- _INSTRUCTION_
Starting with the line that contains "in white top" and going on through the line that contains "[226,531,296,624]", write those items out again with every "Caption says" replaced by "Caption reads" and everything else left the same.

- _DATA FOR PROCESSING_
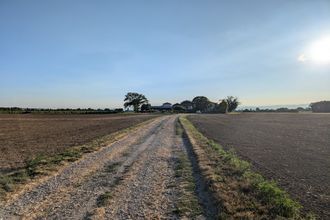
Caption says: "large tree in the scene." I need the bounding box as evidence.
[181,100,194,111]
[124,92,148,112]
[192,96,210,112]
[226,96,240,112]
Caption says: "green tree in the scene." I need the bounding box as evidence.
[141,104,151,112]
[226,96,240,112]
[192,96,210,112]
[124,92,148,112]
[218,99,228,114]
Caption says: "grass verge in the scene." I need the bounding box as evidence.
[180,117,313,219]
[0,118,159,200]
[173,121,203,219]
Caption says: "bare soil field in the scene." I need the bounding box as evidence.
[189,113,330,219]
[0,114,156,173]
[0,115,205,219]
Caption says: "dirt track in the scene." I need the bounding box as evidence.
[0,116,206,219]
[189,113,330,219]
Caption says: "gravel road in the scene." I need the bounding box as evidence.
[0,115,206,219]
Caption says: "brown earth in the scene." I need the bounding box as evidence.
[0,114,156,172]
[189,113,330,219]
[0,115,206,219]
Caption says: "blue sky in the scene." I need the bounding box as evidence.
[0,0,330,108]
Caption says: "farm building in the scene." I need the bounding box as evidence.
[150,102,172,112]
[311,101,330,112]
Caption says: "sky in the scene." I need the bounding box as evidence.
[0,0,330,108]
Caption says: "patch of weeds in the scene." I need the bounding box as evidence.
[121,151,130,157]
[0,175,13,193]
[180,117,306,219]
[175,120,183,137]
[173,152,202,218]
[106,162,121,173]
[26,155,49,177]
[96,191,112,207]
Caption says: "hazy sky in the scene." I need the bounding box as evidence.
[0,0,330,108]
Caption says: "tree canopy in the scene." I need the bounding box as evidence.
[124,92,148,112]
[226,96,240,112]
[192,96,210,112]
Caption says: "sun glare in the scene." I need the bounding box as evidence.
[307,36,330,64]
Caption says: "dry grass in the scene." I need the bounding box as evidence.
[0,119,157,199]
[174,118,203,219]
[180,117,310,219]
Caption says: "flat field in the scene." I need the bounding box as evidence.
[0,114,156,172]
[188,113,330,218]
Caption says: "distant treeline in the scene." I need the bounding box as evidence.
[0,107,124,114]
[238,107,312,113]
* * *
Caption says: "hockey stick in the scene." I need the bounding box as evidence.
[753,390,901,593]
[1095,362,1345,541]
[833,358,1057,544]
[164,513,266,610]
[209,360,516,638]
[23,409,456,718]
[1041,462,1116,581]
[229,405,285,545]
==
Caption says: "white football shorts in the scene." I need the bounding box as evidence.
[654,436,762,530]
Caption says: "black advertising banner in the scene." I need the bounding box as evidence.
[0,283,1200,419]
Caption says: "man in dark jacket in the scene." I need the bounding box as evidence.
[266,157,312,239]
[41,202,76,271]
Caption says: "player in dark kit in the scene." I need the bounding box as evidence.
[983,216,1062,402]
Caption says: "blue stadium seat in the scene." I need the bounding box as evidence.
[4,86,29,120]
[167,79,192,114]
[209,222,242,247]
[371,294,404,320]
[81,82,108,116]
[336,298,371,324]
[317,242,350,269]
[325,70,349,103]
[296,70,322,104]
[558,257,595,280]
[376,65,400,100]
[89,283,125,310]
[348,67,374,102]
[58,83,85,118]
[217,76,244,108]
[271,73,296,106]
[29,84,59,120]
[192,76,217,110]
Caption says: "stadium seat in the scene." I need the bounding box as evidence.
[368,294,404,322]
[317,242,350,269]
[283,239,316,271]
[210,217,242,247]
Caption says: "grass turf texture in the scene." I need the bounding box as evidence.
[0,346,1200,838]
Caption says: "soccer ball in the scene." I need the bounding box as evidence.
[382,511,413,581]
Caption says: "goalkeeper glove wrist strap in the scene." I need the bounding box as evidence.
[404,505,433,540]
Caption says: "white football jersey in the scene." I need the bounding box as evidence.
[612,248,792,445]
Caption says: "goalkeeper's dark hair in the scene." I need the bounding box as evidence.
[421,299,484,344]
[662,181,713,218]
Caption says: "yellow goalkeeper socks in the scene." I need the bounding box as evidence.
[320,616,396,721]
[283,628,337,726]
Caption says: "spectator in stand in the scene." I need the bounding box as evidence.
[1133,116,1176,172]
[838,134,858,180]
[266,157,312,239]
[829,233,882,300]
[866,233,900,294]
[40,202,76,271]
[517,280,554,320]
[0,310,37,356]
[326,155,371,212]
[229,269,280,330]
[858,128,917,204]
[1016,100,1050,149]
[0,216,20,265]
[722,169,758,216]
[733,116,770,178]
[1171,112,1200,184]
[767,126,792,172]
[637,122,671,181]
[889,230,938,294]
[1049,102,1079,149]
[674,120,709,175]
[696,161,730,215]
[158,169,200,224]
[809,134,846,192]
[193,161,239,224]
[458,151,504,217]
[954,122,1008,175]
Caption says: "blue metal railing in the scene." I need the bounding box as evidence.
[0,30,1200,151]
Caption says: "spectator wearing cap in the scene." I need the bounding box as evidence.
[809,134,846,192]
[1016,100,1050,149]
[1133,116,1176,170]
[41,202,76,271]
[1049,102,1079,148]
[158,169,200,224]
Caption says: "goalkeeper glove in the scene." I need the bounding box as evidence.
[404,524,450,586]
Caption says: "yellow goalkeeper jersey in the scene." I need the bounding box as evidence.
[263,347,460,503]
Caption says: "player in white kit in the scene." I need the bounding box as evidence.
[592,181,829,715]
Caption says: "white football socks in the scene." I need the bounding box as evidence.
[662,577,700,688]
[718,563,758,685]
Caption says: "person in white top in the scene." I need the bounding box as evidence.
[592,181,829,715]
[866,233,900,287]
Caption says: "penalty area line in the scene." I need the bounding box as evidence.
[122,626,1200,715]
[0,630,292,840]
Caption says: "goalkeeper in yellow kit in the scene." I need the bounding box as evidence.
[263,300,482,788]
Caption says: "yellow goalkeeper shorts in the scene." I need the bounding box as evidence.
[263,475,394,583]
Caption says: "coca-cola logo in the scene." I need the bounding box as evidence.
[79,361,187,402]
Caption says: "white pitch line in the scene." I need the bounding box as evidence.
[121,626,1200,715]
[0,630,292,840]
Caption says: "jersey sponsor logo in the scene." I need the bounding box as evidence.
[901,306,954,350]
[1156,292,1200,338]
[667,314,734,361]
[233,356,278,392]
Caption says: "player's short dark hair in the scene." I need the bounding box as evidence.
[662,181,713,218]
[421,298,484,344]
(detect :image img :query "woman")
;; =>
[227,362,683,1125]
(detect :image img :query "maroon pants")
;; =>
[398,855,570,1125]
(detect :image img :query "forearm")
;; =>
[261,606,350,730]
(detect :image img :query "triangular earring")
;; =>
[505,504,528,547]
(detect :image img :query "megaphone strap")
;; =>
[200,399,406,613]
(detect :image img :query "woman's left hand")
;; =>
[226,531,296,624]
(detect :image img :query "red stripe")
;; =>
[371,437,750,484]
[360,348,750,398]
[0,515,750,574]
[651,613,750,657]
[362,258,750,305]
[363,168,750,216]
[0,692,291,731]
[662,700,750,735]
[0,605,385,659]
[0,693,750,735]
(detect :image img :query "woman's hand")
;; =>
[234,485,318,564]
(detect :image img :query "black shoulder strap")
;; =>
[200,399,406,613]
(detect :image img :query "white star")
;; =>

- _FINAL ANSWER_
Caption reads: "person in white top in the scene." I need the bounding box as evidence.
[592,181,829,715]
[866,233,900,287]
Caption reads: "penalty area line in the scene." I need the bounding box as evidence.
[122,626,1200,715]
[0,630,292,840]
Caption reads: "goalkeeper in yellow kit in the scene." I need the bounding box as evidence.
[263,300,482,788]
Caption reads: "yellow goalkeeper shorts in the scene." I need the bounding box as evidence.
[263,475,394,583]
Caption reads: "coca-cola logo in the scene." I need the bounding box as evidence.
[79,361,187,402]
Caption reads: "white pitch line in the scene." I need the bounding box as evidence.
[121,626,1200,715]
[0,630,292,840]
Caption reads: "jersey sponsor logo in the scene." I need the bounding box as evidence.
[901,306,954,350]
[1156,292,1200,338]
[667,314,734,361]
[233,356,278,392]
Caption reads: "player's short dark hair in the scene." I need the bounding box as evidence.
[662,181,713,218]
[421,298,484,344]
(detect :image img :query "woman")
;; =>
[227,362,683,1125]
(detect :image img :query "maroon pants")
;; =>
[398,855,570,1125]
(detect :image img :query "forearm")
;; =>
[261,606,350,730]
(detect :image img :query "triangular earring")
;; =>
[505,504,528,547]
(detect :image img :query "megaphone strap")
;; =>
[200,399,406,613]
(detect :image img :query "woman's left hand")
;; =>
[226,531,296,624]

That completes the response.